§ WHAT TO DO
Repeat only the lines below from the one containing "Note to the class: find each instance of the citi logo" through the one containing "Note to the class: find each instance of the tan", inclusive, exactly as written.
=== Section Start ===
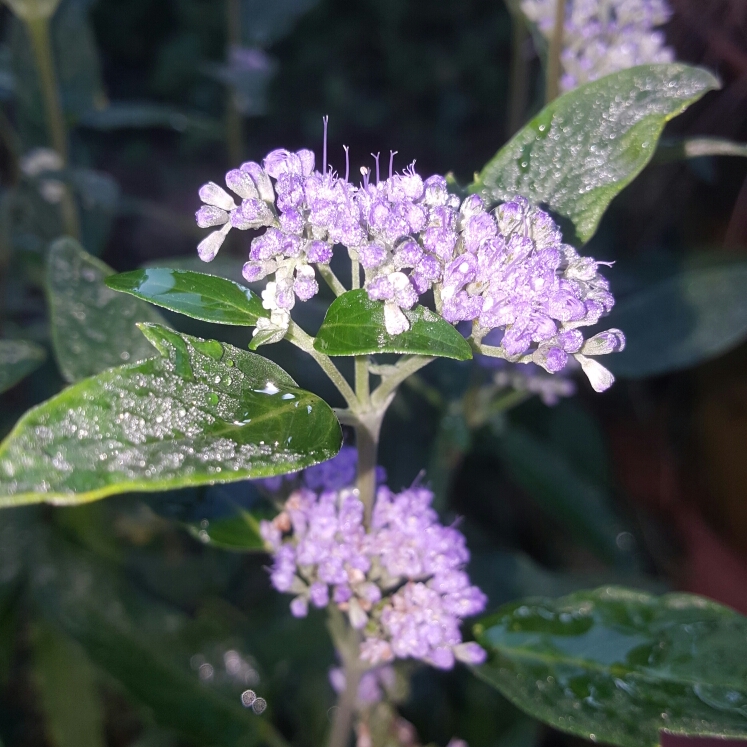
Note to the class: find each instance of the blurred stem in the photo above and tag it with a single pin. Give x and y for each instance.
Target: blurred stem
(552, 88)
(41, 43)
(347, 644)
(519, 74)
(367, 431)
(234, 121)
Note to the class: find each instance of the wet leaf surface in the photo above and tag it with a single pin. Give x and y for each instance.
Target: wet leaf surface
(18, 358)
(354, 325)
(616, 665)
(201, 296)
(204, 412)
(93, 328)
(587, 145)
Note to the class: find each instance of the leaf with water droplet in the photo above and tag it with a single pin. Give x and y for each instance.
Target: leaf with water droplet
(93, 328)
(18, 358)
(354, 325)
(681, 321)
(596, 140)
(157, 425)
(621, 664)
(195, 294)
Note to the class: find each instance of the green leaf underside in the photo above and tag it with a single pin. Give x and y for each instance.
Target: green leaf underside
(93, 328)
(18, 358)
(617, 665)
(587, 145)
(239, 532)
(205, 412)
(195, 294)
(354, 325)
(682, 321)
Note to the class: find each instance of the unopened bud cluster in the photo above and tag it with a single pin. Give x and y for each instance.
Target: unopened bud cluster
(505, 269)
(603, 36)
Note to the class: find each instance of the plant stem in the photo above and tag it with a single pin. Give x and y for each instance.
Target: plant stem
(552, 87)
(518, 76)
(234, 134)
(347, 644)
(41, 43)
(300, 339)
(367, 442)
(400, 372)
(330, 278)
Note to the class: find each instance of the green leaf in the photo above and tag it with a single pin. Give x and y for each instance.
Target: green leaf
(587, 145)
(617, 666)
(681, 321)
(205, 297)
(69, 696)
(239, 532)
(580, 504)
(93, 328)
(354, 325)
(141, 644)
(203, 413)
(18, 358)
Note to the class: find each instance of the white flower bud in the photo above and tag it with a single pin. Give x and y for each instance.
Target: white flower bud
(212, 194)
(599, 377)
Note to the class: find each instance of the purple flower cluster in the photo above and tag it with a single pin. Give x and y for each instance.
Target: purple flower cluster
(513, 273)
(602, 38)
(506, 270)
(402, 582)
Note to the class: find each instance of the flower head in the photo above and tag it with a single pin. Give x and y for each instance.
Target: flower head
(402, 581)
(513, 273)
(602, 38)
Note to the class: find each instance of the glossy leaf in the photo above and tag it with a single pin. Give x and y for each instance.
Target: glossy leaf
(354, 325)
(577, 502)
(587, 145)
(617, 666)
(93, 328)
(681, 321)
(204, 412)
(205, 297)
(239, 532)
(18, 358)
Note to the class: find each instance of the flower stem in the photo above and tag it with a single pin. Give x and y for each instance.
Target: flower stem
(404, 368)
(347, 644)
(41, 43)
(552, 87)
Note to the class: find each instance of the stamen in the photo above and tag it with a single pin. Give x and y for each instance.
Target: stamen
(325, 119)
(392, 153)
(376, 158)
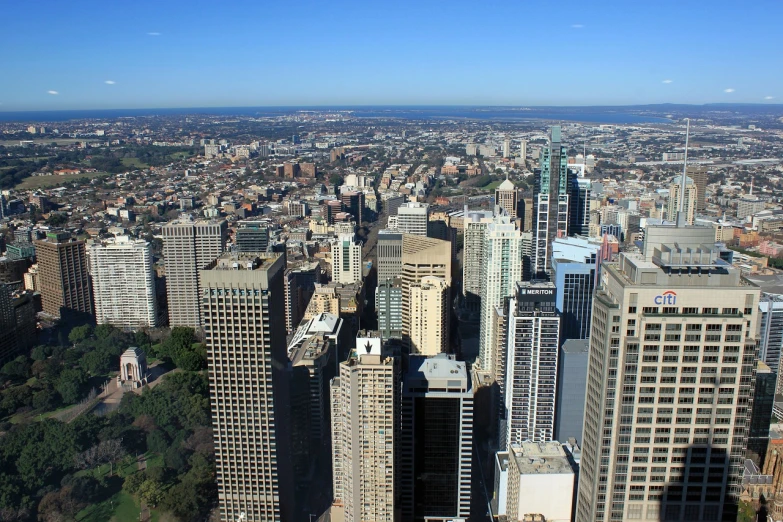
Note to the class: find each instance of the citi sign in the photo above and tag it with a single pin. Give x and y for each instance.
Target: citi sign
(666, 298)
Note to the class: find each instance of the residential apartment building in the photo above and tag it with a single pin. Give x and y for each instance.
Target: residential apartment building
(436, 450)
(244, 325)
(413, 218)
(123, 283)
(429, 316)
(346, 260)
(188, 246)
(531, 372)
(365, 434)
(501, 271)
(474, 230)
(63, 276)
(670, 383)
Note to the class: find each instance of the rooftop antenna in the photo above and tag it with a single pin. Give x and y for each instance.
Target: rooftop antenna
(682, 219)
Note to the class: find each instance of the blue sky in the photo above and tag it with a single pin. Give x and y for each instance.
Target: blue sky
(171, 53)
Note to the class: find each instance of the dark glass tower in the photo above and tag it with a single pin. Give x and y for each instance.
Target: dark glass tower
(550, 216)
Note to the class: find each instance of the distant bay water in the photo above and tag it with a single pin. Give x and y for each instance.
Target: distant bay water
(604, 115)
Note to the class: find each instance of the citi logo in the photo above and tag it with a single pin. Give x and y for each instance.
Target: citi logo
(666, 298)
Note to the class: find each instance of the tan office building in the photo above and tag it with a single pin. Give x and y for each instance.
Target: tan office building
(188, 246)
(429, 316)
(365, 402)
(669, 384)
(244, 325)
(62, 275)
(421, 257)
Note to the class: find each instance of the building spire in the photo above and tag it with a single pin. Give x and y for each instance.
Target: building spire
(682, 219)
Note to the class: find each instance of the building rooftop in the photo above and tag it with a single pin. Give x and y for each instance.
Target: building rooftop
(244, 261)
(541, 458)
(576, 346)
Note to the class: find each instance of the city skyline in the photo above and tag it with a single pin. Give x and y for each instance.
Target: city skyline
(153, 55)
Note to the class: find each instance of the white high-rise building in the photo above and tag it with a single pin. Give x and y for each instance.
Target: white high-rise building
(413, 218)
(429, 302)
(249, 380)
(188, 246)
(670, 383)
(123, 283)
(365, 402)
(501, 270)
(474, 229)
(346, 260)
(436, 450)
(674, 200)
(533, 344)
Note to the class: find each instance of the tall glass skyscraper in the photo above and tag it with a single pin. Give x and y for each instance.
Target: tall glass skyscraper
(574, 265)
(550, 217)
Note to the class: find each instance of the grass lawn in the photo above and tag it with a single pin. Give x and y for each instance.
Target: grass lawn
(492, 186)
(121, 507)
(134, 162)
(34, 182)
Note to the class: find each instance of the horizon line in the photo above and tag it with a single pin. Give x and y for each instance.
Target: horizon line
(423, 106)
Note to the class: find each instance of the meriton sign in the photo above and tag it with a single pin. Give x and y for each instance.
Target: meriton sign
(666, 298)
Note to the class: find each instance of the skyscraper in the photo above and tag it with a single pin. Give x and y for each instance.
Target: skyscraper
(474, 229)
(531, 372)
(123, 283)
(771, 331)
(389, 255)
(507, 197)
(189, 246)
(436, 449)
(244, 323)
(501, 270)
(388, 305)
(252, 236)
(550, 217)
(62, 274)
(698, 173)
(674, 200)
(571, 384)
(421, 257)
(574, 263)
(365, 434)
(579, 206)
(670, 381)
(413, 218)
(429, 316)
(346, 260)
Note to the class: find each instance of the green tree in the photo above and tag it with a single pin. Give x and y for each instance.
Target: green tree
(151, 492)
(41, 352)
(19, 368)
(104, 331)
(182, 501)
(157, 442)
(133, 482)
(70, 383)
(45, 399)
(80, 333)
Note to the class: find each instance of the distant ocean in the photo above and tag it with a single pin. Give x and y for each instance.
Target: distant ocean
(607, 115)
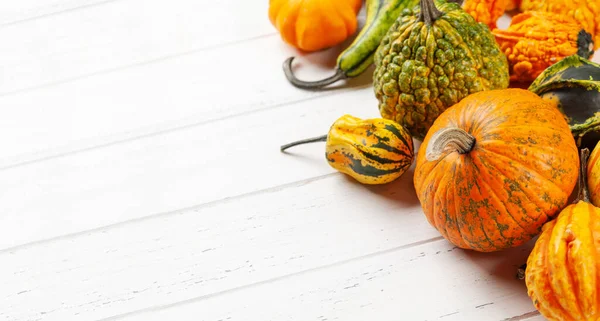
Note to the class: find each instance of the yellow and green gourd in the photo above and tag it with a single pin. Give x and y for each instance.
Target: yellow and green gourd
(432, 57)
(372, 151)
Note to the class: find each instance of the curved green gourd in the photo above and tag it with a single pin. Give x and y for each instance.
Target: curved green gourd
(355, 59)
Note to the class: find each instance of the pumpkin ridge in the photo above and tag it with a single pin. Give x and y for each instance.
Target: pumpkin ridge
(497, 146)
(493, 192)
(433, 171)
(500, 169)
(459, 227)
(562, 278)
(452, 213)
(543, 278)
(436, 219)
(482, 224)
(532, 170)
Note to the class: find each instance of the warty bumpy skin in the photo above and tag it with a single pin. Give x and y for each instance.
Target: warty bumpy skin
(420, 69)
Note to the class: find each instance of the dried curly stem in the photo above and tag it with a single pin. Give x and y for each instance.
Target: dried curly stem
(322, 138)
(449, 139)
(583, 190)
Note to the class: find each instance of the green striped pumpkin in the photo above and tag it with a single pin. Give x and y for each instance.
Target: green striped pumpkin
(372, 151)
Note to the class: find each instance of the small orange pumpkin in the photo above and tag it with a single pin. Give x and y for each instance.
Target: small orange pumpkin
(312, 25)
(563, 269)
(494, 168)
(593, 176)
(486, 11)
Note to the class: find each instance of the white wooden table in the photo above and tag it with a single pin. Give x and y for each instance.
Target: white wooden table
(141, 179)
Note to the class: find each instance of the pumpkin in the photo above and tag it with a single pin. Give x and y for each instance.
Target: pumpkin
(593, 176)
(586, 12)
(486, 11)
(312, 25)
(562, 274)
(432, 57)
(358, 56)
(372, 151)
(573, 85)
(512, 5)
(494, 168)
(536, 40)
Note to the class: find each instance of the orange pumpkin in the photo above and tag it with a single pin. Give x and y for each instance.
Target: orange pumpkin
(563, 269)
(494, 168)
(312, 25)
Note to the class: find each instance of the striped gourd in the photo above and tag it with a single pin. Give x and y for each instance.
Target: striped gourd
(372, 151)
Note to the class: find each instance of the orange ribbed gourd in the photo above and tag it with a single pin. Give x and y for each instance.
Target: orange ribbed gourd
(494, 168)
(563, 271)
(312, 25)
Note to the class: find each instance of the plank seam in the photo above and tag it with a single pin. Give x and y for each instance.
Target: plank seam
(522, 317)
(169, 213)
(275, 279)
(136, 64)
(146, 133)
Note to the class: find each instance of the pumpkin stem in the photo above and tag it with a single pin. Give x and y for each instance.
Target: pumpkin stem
=== Section End ===
=== Section Start ===
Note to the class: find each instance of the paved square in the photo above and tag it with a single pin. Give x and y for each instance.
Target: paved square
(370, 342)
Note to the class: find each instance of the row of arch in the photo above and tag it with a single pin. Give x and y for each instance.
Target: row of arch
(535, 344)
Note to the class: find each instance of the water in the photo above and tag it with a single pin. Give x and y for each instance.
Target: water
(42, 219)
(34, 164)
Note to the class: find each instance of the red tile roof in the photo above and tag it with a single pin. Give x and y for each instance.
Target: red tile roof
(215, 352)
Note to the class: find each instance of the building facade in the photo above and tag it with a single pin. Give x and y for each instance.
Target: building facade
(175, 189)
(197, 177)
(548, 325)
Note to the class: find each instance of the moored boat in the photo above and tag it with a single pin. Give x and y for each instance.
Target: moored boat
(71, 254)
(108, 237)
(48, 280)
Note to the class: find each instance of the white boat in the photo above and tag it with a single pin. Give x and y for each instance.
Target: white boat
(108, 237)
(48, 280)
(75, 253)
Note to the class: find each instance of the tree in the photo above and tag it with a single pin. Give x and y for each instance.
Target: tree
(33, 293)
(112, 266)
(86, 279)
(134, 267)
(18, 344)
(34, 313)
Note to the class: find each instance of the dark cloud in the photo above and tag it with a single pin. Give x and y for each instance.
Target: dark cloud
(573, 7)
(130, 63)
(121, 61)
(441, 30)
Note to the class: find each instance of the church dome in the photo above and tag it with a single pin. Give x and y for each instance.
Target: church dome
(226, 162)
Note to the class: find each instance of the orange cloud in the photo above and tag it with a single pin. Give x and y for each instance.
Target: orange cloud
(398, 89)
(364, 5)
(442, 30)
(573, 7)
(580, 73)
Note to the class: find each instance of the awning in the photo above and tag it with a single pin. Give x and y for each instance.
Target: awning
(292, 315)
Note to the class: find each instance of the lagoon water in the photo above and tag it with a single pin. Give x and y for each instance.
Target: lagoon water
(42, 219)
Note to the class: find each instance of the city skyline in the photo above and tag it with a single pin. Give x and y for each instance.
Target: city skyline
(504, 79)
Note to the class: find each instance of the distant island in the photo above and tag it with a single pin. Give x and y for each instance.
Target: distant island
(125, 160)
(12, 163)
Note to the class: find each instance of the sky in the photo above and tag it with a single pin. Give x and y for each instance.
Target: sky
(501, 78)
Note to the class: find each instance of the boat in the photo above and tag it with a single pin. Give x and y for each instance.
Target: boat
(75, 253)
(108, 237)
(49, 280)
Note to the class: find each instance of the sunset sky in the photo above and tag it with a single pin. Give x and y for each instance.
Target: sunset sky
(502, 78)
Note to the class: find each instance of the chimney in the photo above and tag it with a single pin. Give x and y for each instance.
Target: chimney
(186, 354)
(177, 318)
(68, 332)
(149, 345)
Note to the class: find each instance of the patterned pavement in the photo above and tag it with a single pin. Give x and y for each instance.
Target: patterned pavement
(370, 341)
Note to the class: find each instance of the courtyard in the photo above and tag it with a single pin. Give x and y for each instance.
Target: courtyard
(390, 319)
=== Section End ===
=== Section Start ===
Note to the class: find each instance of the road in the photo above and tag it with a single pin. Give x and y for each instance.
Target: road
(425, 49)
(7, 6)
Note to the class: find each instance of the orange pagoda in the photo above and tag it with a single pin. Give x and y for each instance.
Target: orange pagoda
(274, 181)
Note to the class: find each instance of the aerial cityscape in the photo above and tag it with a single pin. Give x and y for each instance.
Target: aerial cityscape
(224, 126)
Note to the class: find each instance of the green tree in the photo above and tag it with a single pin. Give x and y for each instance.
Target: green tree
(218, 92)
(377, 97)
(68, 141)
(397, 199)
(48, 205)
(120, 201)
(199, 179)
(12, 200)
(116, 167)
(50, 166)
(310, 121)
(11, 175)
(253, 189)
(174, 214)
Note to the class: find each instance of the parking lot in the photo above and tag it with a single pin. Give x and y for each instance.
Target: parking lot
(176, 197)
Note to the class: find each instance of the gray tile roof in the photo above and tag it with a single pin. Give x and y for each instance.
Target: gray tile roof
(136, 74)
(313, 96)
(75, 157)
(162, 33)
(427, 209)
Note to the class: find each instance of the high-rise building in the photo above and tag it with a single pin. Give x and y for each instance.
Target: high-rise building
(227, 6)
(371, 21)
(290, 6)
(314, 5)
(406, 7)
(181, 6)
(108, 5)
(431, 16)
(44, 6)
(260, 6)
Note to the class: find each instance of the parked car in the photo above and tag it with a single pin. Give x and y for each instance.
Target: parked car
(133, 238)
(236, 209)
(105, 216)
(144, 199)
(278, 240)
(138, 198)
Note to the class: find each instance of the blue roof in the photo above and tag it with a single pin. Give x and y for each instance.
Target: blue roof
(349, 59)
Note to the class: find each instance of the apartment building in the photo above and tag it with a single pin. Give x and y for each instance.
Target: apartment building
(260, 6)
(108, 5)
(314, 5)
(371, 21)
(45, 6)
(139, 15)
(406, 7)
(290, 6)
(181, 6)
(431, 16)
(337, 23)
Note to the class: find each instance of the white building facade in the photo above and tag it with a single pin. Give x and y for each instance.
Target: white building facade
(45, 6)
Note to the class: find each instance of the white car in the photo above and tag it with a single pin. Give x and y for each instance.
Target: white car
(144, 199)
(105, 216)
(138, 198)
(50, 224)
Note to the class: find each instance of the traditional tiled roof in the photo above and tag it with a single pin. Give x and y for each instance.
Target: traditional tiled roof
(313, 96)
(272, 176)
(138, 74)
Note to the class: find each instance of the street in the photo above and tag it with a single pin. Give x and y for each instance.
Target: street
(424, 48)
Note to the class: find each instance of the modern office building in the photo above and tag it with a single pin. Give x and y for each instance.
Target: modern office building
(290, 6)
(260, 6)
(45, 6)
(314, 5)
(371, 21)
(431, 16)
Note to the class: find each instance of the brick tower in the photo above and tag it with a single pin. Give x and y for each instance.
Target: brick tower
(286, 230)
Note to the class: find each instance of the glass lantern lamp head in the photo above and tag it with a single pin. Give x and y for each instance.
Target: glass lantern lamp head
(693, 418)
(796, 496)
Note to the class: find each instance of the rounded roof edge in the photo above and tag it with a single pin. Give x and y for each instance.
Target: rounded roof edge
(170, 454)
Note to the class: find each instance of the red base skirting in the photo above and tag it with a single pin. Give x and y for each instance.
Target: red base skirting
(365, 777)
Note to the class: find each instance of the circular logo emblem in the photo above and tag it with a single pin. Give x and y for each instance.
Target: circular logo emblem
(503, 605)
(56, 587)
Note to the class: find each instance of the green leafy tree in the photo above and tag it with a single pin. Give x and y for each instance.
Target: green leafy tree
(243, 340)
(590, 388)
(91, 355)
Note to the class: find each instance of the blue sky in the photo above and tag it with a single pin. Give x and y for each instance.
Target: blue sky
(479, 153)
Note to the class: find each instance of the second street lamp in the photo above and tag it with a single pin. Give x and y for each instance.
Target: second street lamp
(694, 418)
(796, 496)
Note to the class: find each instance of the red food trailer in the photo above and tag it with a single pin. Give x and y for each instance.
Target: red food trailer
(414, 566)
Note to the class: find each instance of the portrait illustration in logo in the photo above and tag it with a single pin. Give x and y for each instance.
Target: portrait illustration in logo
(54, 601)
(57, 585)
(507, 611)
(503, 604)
=== Section End ===
§ OUTPUT FOR THIS EXERCISE
Note to the class: find each instance of the citi logo in the photo above and tag it with a single pin. Give x and y for each instance.
Target: citi logo
(666, 298)
Note to the class: find each instance of the tan office building in the photo above and tag it with a single pin. Give x and y for each instance.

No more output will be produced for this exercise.